(Dataset excerpt)
◆ ◆ ◆ ◆ ◆ ◆ ◆

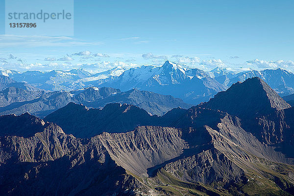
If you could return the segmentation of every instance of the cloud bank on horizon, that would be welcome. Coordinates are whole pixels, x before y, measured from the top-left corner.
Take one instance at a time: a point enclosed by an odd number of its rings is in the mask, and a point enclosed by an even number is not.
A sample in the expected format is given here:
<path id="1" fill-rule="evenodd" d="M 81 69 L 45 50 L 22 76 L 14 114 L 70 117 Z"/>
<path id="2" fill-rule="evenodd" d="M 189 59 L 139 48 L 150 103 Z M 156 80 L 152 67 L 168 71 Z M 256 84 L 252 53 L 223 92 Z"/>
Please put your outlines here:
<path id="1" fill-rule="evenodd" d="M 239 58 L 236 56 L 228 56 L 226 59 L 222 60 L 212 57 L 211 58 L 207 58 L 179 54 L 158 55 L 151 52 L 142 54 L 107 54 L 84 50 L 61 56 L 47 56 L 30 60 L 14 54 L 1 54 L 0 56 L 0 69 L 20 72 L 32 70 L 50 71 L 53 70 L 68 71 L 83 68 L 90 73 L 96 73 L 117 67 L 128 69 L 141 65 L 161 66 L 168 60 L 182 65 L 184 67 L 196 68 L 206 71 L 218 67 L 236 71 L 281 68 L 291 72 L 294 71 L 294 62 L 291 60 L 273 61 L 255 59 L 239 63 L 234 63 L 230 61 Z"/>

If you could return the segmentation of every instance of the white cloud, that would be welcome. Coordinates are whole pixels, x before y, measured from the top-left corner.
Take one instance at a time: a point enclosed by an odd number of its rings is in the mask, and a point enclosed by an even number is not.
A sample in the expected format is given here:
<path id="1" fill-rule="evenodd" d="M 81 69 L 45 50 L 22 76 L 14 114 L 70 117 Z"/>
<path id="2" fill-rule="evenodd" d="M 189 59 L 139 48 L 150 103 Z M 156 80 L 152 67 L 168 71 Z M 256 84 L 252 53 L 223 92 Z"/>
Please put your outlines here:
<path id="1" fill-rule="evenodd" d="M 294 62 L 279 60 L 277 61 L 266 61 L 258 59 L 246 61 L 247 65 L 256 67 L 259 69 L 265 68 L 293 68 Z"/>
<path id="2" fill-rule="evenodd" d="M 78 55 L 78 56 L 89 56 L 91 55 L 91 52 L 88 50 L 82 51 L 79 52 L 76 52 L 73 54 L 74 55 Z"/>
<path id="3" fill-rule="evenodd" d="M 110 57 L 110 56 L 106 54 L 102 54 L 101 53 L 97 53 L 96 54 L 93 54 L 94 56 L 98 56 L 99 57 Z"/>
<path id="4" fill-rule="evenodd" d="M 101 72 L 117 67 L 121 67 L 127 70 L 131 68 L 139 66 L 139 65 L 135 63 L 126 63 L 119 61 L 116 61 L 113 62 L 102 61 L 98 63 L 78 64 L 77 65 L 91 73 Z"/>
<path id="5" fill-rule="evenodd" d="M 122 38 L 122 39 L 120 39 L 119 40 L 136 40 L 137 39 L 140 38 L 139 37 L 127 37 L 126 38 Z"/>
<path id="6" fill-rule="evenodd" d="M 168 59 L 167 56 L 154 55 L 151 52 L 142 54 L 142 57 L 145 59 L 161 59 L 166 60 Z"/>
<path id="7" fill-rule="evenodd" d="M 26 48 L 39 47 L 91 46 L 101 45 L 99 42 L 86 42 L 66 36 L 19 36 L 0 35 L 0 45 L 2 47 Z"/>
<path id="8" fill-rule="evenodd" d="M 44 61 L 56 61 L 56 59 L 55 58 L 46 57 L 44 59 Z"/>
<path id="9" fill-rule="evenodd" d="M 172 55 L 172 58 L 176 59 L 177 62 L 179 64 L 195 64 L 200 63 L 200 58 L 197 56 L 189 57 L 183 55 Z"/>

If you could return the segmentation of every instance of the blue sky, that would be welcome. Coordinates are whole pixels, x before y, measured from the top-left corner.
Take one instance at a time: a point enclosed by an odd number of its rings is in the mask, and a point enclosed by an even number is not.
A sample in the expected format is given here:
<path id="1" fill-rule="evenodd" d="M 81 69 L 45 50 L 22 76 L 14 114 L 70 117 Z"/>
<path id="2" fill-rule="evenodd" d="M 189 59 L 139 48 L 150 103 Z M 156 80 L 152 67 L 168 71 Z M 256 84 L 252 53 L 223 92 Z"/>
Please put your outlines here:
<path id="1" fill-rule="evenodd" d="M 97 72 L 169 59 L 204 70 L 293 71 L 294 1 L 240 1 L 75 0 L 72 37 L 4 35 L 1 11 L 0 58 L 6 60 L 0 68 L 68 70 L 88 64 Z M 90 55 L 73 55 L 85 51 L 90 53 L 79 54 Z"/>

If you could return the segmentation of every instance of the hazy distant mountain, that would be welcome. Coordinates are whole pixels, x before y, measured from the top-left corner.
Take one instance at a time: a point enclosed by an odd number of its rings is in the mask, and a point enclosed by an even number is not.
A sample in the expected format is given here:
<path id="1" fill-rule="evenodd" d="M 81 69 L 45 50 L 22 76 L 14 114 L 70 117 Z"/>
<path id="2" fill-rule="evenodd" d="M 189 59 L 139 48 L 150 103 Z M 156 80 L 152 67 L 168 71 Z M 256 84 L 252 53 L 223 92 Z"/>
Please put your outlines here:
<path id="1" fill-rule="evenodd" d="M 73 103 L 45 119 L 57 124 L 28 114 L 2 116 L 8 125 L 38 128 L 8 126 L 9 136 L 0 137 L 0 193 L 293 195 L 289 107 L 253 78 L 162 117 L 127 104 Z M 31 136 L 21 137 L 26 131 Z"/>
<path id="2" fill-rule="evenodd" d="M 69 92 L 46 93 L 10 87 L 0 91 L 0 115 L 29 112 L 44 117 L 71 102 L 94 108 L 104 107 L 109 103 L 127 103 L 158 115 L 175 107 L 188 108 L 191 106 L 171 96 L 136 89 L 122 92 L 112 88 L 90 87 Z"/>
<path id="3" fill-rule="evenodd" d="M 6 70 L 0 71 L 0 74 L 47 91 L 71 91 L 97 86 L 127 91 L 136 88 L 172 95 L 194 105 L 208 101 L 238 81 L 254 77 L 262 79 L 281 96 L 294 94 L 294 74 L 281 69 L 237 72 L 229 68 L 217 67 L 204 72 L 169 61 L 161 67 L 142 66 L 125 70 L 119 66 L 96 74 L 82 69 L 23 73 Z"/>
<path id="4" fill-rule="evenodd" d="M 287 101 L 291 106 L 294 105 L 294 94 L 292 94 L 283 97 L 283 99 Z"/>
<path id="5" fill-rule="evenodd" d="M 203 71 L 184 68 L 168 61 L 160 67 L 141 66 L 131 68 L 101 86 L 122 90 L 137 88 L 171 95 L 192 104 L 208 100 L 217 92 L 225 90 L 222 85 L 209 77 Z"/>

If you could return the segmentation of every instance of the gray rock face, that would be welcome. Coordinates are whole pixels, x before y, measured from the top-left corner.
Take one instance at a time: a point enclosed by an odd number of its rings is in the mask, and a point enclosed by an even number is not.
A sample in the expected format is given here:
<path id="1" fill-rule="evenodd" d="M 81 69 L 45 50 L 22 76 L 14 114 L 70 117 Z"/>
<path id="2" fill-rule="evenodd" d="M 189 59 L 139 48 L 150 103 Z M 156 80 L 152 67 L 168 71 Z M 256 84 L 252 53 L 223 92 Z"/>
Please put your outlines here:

◆ ◆ ◆ ◆ ◆ ◆ ◆

=== Problem statement ===
Convert the portion of the listing above, from the line containing "of the gray" through the final line of the listing, into a Markdown table with the columns Row and Line, leaving out any blank lines.

=== Task output ===
| Row | Line |
|---|---|
| 1 | If you could return the segmentation of every instance of the gray rock face, that would be welcome. Coordinates are whole pixels, x before y, measured from the top-left corner. |
| 2 | Take one instance at a time: a point enclosed by an odd number of its rings is in the mask, and a point enclosed by an even number is not. |
| 3 | A sample in the expected format is given here: |
| 4 | <path id="1" fill-rule="evenodd" d="M 81 69 L 45 50 L 22 76 L 14 114 L 70 117 Z"/> |
| 5 | <path id="2" fill-rule="evenodd" d="M 189 59 L 139 48 L 150 103 Z M 156 80 L 152 67 L 168 71 Z M 256 84 L 252 53 L 223 92 Z"/> |
| 6 | Please put your outlines here: |